Most of Marilyn Monroe's childhood was spent in foster homes because of the mental illness of her mother. Monroe became a photographer's model in 1946. After several small parts she started to land more significant roles from 1952 onwards.

In 1952, Marilyn Monroe appeared in Clash by Night. The director, Fritz Lang said of her: "She was a very peculiar mixture of shyness and uncertainty and - I wouldn't say 'star allure' - but ... she knew exactly her impact on men".

Amongst Marilyn Monroe's other significant roles were those as a sexy dumb blonde in How to Marry a Millionaire (1953) and Gentlemen Prefer Blondes (1953).

Marilyn Monroe also starred in two excellent Billy Wilder comedies, The Seven Year Itch (1955) and Some Like It Hot (1959), as well as Joshua Logan's Bus Stop (1956) and Huston's The Misfits (1961), which was scripted by her husband Arthur Miller.

She was fired from her last project, Something's Got to Give directed by George Cukor for persistent lateness.

Shortly after, Marilyn Monroe committed suicide, by an overdose of sleeping pills, on 4 August 1962.

Arthur Miller, in his autobiography Timebends, describes his feelings on hearing of Marilyn Monroe's death:

"For some reason what I had said to her long ago kept returning - 'You're the saddest girl I've ever known.' And she replied, 'Nobody ever said that to me!' and laughed with an inward-looking surprise that reminded me of my own as a boy when the salesman with the artificial leg suddenly remarked: 'You've gotten serious,' and made me see myself differently. It was so strange that she had never really had the right to her own sadness."

Then, Miller writes about the media's behaviour towards Marilyn Monroe:

"And now, naturally, the press gathered to chorus its laments, the same press that had sneered at her for so long, whose praise and condescension, if not contempt for her as an actress, she had taken too seriously. To have survived, she would have had to be either more cynical or even further from reality than she was. Instead she was a poet on a street corner trying to recite to a crowd pulling at her clothes.

"Coming out of the forties and fifties, she was proof that sexuality and seriousness could not coexist in America's psyche, were hostile, mutually rejecting opposites, in fact. At the end she had to give way and go back to swimming naked in a pool in order to make a picture.
• • • • •
TASK DIRECTIONS
Copy out the passage on Marilyn Monroe word for word, from "Most of Marilyn" up to and including "from 1952 onwards.". The records were taken from a separate source.

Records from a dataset
• • • • •
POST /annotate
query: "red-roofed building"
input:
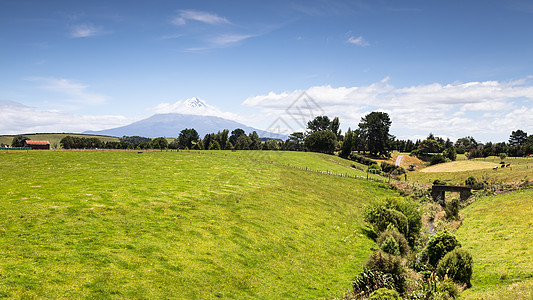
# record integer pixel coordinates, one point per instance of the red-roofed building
(37, 145)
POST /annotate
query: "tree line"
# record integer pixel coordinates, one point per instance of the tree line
(323, 135)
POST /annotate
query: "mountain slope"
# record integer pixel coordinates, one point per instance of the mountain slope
(170, 125)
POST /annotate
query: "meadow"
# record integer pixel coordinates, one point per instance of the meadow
(497, 232)
(55, 138)
(521, 170)
(122, 224)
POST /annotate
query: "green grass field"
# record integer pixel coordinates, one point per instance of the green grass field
(54, 138)
(114, 224)
(497, 231)
(458, 171)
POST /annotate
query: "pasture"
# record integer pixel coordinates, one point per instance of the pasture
(55, 138)
(457, 172)
(119, 224)
(497, 232)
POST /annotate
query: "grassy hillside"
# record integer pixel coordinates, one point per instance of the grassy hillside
(54, 138)
(177, 225)
(458, 171)
(497, 231)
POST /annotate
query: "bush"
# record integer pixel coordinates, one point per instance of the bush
(437, 159)
(470, 181)
(393, 169)
(390, 246)
(374, 214)
(381, 217)
(438, 182)
(384, 294)
(388, 264)
(369, 280)
(452, 209)
(457, 265)
(361, 159)
(374, 169)
(439, 245)
(403, 245)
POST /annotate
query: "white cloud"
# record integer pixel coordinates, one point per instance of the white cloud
(186, 15)
(458, 109)
(85, 30)
(198, 107)
(227, 39)
(359, 41)
(73, 91)
(16, 118)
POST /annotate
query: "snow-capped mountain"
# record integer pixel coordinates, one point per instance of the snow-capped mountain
(192, 106)
(191, 113)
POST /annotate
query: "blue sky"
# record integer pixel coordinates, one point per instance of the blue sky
(453, 68)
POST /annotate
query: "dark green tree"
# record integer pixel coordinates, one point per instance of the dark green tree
(334, 126)
(374, 128)
(235, 134)
(160, 143)
(187, 137)
(320, 123)
(243, 142)
(321, 141)
(18, 141)
(517, 137)
(256, 142)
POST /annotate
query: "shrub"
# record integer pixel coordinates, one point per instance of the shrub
(384, 294)
(381, 217)
(438, 182)
(369, 280)
(457, 265)
(452, 209)
(374, 169)
(390, 245)
(388, 264)
(393, 169)
(403, 245)
(450, 153)
(439, 245)
(437, 159)
(470, 181)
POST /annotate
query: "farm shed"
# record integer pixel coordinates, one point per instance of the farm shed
(37, 145)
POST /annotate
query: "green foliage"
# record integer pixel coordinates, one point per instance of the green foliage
(319, 123)
(452, 209)
(160, 143)
(470, 181)
(439, 182)
(388, 264)
(374, 129)
(187, 137)
(437, 159)
(384, 294)
(456, 265)
(381, 217)
(214, 146)
(361, 159)
(393, 169)
(369, 281)
(18, 141)
(395, 211)
(374, 169)
(429, 146)
(321, 141)
(401, 241)
(439, 245)
(390, 246)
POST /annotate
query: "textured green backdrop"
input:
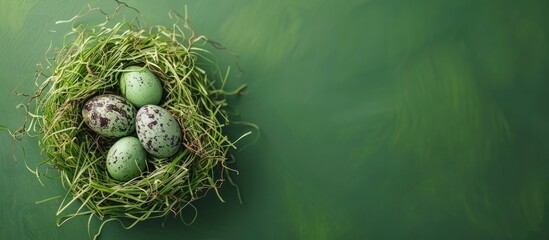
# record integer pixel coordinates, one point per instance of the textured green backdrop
(390, 119)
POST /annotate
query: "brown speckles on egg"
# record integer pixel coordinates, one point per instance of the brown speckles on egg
(126, 159)
(109, 115)
(158, 131)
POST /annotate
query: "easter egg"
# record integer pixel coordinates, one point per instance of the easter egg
(140, 86)
(158, 131)
(109, 115)
(126, 159)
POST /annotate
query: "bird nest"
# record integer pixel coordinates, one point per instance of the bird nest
(89, 64)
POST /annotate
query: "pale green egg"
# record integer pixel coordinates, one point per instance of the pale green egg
(140, 86)
(158, 131)
(126, 159)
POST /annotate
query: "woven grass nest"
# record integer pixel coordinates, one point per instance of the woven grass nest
(90, 64)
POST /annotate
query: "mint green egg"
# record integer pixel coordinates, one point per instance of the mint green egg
(126, 159)
(140, 86)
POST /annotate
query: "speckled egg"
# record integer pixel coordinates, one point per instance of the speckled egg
(109, 115)
(140, 86)
(158, 131)
(126, 159)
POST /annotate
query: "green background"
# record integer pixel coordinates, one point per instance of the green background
(389, 119)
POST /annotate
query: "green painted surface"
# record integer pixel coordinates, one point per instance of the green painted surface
(420, 119)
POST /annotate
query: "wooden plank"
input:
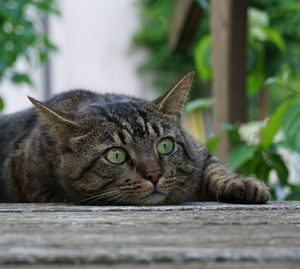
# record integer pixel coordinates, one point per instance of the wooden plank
(185, 20)
(229, 28)
(212, 235)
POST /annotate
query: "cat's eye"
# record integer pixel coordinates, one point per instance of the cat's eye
(116, 155)
(165, 146)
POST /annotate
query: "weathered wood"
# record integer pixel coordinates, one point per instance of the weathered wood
(160, 236)
(229, 31)
(184, 24)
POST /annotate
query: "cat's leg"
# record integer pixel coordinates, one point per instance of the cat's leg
(219, 184)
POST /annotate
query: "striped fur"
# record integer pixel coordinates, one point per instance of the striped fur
(56, 153)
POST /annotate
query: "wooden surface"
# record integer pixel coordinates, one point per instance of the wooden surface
(229, 35)
(208, 234)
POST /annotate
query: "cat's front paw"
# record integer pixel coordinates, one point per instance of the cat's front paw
(243, 190)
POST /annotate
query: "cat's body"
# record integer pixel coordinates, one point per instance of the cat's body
(112, 149)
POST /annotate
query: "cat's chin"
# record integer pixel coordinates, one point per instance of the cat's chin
(155, 199)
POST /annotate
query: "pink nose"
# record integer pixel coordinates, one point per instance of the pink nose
(153, 176)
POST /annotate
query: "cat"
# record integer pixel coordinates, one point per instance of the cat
(103, 149)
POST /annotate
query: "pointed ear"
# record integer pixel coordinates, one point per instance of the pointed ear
(173, 101)
(58, 123)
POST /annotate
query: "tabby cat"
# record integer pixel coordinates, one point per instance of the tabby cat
(89, 148)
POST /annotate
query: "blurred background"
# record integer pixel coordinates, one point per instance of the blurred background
(245, 102)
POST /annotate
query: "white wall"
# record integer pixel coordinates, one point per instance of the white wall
(93, 37)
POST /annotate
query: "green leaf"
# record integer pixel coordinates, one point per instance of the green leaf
(202, 56)
(21, 78)
(280, 168)
(263, 171)
(275, 38)
(291, 125)
(233, 132)
(295, 193)
(200, 103)
(274, 123)
(240, 155)
(1, 103)
(255, 81)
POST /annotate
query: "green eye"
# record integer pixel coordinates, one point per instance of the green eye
(165, 146)
(116, 155)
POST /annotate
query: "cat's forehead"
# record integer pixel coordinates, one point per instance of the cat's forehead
(133, 121)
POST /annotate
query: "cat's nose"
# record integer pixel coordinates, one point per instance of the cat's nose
(153, 176)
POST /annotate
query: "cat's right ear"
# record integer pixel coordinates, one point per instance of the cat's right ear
(58, 122)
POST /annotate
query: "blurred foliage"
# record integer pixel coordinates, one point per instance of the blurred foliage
(22, 37)
(161, 64)
(273, 64)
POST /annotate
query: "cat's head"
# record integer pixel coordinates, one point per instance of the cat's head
(123, 151)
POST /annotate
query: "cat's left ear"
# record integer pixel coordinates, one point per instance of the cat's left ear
(172, 102)
(57, 122)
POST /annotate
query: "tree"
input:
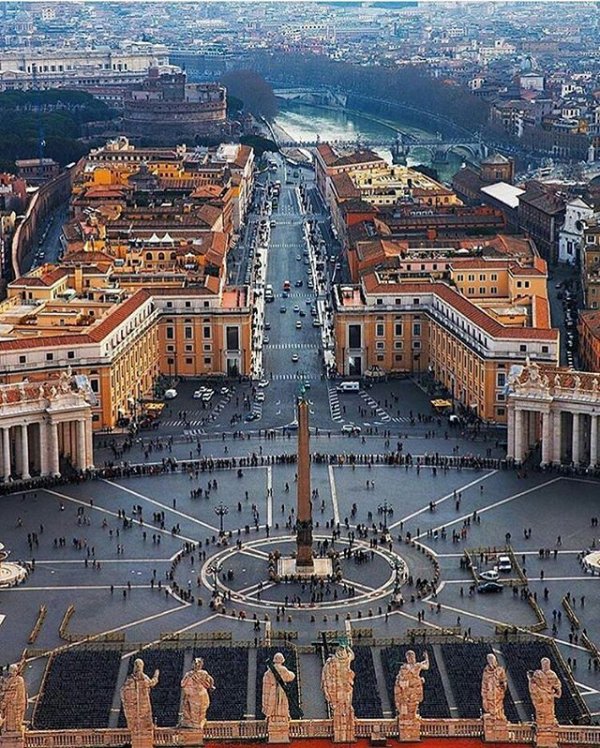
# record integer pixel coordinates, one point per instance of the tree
(253, 90)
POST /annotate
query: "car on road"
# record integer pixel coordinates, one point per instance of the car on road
(489, 587)
(490, 576)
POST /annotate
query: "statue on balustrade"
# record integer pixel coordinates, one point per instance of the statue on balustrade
(135, 697)
(337, 681)
(493, 689)
(544, 688)
(196, 687)
(275, 702)
(408, 689)
(13, 700)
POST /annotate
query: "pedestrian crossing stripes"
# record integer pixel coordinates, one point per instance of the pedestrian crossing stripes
(334, 404)
(194, 432)
(293, 375)
(374, 405)
(291, 346)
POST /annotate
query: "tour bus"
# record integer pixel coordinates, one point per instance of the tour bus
(348, 387)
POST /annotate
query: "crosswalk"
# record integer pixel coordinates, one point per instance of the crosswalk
(292, 346)
(334, 404)
(374, 405)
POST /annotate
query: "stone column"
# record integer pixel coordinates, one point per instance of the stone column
(547, 441)
(510, 433)
(576, 439)
(6, 452)
(81, 456)
(24, 452)
(518, 435)
(557, 437)
(54, 467)
(593, 440)
(43, 448)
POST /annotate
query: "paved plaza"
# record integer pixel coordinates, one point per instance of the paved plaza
(124, 579)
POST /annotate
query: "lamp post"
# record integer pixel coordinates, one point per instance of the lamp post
(215, 569)
(385, 509)
(221, 511)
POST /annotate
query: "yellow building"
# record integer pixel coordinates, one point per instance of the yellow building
(465, 331)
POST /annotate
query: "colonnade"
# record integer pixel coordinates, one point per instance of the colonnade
(35, 447)
(567, 436)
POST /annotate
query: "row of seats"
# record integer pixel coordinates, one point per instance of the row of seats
(464, 665)
(365, 699)
(291, 662)
(229, 668)
(525, 656)
(435, 704)
(166, 695)
(78, 690)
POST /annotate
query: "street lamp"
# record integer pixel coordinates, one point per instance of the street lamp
(385, 509)
(221, 511)
(215, 569)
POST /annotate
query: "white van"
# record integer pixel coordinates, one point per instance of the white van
(348, 387)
• • • • •
TASK ANSWER
Most of Marilyn Monroe's childhood was spent in foster homes because of the mental illness of her mother. Monroe became a photographer's model in 1946. After several small parts she started to land more significant roles from 1952 onwards.